*Что сделать:* Повторите все данные ниже слово в слово, от первой до последней строки, но без изображений.

*Исходные данные:*
============

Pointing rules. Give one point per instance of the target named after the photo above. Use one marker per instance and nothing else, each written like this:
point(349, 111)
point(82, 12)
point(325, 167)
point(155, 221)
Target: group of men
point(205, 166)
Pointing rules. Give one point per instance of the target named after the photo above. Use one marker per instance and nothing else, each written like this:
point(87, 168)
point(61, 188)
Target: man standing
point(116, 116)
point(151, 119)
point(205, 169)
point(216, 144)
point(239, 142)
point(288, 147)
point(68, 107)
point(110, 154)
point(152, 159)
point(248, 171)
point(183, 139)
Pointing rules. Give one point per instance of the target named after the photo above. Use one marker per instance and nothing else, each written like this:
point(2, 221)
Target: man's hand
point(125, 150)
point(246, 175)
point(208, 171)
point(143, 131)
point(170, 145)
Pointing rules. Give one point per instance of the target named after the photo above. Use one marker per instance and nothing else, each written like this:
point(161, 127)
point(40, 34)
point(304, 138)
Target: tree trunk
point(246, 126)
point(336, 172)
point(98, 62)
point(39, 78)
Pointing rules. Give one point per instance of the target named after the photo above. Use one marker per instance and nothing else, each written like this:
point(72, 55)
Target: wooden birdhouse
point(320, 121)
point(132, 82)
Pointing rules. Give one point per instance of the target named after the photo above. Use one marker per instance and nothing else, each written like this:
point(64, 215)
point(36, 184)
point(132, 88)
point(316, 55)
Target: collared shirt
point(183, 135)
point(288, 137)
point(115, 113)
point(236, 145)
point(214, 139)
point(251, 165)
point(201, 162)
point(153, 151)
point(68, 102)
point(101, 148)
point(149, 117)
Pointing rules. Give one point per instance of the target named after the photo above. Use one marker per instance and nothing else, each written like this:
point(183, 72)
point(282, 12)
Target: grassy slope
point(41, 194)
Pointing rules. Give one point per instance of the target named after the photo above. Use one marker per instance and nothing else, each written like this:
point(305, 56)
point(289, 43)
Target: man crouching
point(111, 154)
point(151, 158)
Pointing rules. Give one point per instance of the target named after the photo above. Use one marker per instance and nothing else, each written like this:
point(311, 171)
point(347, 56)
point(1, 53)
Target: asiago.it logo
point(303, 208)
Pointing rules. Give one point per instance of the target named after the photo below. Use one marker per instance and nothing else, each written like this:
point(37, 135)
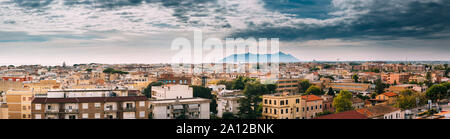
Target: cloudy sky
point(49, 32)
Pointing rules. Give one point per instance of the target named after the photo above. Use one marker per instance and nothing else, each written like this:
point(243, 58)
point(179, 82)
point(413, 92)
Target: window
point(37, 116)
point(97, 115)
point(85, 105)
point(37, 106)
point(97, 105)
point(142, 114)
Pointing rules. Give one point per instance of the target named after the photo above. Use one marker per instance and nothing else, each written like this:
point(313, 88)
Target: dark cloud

============

*Верный ответ:*
Pointing rules. Give one point per instance of the target named after the photo above. Use one marker per instance and nothing else, each written like this:
point(349, 111)
point(82, 12)
point(325, 167)
point(155, 221)
Target: group of men
point(205, 166)
Pointing rules. Give one point per instance of the target named after the photo above. Use one marker per instance and nothing else, each written like this:
point(87, 168)
point(61, 188)
Target: man standing
point(116, 116)
point(151, 119)
point(205, 169)
point(216, 144)
point(239, 142)
point(288, 147)
point(68, 107)
point(110, 154)
point(152, 159)
point(248, 171)
point(183, 139)
Pointing rules. Give one point per instance of the target named after the photo above. Use one marker per instance and nothing else, each written like this:
point(2, 221)
Target: man's hand
point(125, 150)
point(246, 175)
point(208, 171)
point(143, 131)
point(170, 145)
Pointing rules. Give one point per instance of the target named after the photo above. Use one marker per instance and nothing else, each written like this:
point(161, 127)
point(40, 34)
point(304, 138)
Target: tree trunk
point(246, 126)
point(336, 172)
point(98, 62)
point(39, 78)
Pointing rules. Give one point per instance of the target named after the photo above. Use one marker per instance and nothing else, each written like this:
point(72, 55)
Target: wooden birdhouse
point(320, 121)
point(132, 82)
Pointing rules. Give one point per instance of the target named after the photo above. Use one marker per instance and nothing else, each written like this:
point(64, 215)
point(36, 184)
point(132, 88)
point(316, 55)
Target: collared shirt
point(183, 135)
point(288, 137)
point(115, 113)
point(236, 145)
point(214, 139)
point(251, 165)
point(201, 162)
point(153, 151)
point(68, 102)
point(101, 148)
point(149, 117)
Pointing rules. Give one point per instance of the target named after the photo above. Use one marker per instance and nothing else, each written like this:
point(183, 72)
point(282, 12)
Target: grassy slope
point(41, 194)
Pointing rules. Give one point per instance of the target named after the photo above. Use one marker per instance and nothing else, each written like this:
point(305, 56)
point(289, 43)
Target: man crouching
point(111, 154)
point(151, 158)
Pointing rules. Give one point per instance of the target named after the photo above. Use one marker per instance and nothing else, each written like this:
point(311, 171)
point(347, 56)
point(1, 53)
Target: asiago.it logo
point(303, 208)
Pointing rules. Give one point per instance of the target named after the photo below. Use one marker per instance and nothing else, each written like this:
point(37, 135)
Target: cloudy sky
point(49, 32)
Pointing rules. Give one point per instance of the target named after the photo above. Use one marker per instance and nothing else, each written like this:
point(243, 58)
point(179, 82)
point(413, 92)
Target: window
point(37, 116)
point(97, 115)
point(85, 105)
point(37, 106)
point(97, 105)
point(142, 114)
Pointing rules. Give one point per instance of the target named after the photo above. Use one marker per instance and nothing else, each written like this:
point(313, 88)
Target: dark cloud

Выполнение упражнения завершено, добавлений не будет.